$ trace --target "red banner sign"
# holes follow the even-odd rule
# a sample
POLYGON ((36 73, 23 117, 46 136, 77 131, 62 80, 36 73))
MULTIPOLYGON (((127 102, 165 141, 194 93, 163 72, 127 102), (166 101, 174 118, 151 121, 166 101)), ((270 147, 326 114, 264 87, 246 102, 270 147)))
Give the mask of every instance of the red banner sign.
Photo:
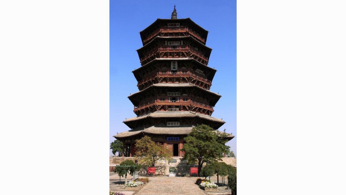
POLYGON ((198 167, 190 167, 190 177, 193 174, 197 174, 198 177, 198 167))
POLYGON ((155 174, 155 167, 148 167, 148 174, 149 175, 149 173, 155 174))

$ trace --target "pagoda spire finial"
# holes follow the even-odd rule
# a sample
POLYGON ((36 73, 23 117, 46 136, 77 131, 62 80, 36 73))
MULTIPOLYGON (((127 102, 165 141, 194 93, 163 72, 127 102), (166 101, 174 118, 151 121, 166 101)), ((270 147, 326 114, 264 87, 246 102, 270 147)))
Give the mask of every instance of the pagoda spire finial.
POLYGON ((176 19, 176 10, 175 10, 175 5, 174 5, 174 9, 173 10, 173 12, 172 12, 172 16, 171 17, 171 19, 176 19))

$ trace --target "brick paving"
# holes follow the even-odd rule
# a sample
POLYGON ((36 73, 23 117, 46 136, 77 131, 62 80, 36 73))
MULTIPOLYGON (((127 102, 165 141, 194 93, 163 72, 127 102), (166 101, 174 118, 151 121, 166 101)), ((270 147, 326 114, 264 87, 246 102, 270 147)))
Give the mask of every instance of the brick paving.
MULTIPOLYGON (((214 180, 216 177, 212 177, 211 180, 216 183, 216 181, 214 180)), ((195 177, 149 177, 149 182, 140 189, 125 190, 123 178, 122 178, 119 183, 117 174, 110 173, 110 190, 121 192, 126 195, 216 195, 231 193, 230 190, 225 189, 226 186, 222 186, 218 188, 216 192, 204 191, 195 183, 197 179, 195 177)), ((129 178, 128 180, 131 179, 129 178)), ((221 183, 221 180, 219 181, 221 183)))
POLYGON ((136 195, 206 195, 195 184, 196 178, 188 177, 152 177, 136 195))

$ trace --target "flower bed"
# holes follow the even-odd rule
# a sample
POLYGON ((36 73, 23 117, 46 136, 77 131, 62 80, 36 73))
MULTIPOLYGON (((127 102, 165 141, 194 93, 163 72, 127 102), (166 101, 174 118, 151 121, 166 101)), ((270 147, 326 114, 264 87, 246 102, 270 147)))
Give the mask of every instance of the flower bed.
POLYGON ((204 191, 216 191, 217 190, 217 187, 218 187, 217 185, 211 182, 210 180, 208 181, 202 180, 199 185, 203 187, 204 191))
POLYGON ((116 192, 112 191, 109 191, 109 195, 125 195, 124 194, 120 192, 116 192))
POLYGON ((143 181, 133 181, 125 184, 125 189, 137 189, 144 184, 143 181))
========================================
### Written request
Write out the entire listing above verbatim, character for character, but omit any pictures.

### Answer in full
$ trace --target "red banner sign"
# holes follow the even-odd rule
# a sample
POLYGON ((36 73, 23 117, 46 136, 77 131, 62 80, 36 73))
MULTIPOLYGON (((127 102, 165 141, 194 93, 163 72, 127 102), (166 101, 174 118, 151 121, 166 101)), ((270 147, 326 114, 264 87, 246 102, 270 147)))
Give the mask of every instance of the red banner sign.
Photo:
POLYGON ((198 167, 190 167, 190 177, 193 174, 197 174, 198 177, 198 167))
POLYGON ((155 174, 155 167, 148 167, 148 174, 149 175, 149 173, 155 174))

$ trace --target "pagoda spire finial"
# holes follow the even-odd rule
# a sample
POLYGON ((36 73, 23 117, 46 136, 77 131, 62 80, 36 73))
MULTIPOLYGON (((127 102, 165 141, 194 93, 163 72, 127 102), (166 101, 174 118, 151 121, 166 101)), ((270 147, 326 114, 264 87, 246 102, 270 147)))
Give the mask of every instance of the pagoda spire finial.
POLYGON ((176 19, 176 10, 175 10, 175 5, 174 5, 174 9, 173 10, 173 12, 172 12, 172 16, 171 17, 171 19, 176 19))

$ trace --target "brick paving"
# holes follow the even-odd rule
# a sample
POLYGON ((36 73, 23 117, 46 136, 77 131, 62 80, 36 73))
MULTIPOLYGON (((127 102, 165 141, 194 93, 163 72, 127 102), (166 101, 174 118, 151 121, 166 101)), ((270 147, 326 114, 264 87, 246 102, 270 147)))
Give the mask of every instance of the brick paving.
MULTIPOLYGON (((214 180, 216 177, 212 177, 211 180, 216 183, 216 181, 214 180)), ((195 177, 149 177, 149 182, 140 189, 125 190, 123 178, 122 178, 119 183, 117 174, 110 173, 110 190, 121 192, 126 195, 216 195, 231 193, 230 190, 225 189, 226 186, 222 186, 218 188, 216 192, 204 191, 195 183, 197 179, 195 177)), ((129 178, 128 180, 131 179, 129 178)), ((221 183, 221 180, 219 181, 221 183)))
POLYGON ((136 195, 206 195, 195 184, 196 178, 188 177, 152 177, 136 195))

$ trace --target "flower bed"
# holes follow the even-odd rule
# a sample
POLYGON ((36 73, 23 117, 46 136, 77 131, 62 80, 36 73))
MULTIPOLYGON (((127 102, 165 141, 194 93, 163 72, 127 102), (166 101, 174 118, 151 121, 166 101)), ((270 147, 326 114, 264 87, 246 102, 270 147)))
Give the mask of every instance of the flower bed.
POLYGON ((204 191, 216 191, 217 190, 217 187, 218 187, 217 185, 211 182, 210 180, 208 181, 202 180, 199 185, 203 187, 204 191))
POLYGON ((116 192, 112 191, 109 191, 109 195, 125 195, 124 194, 120 192, 116 192))
POLYGON ((143 181, 133 181, 125 184, 125 189, 137 189, 144 184, 143 181))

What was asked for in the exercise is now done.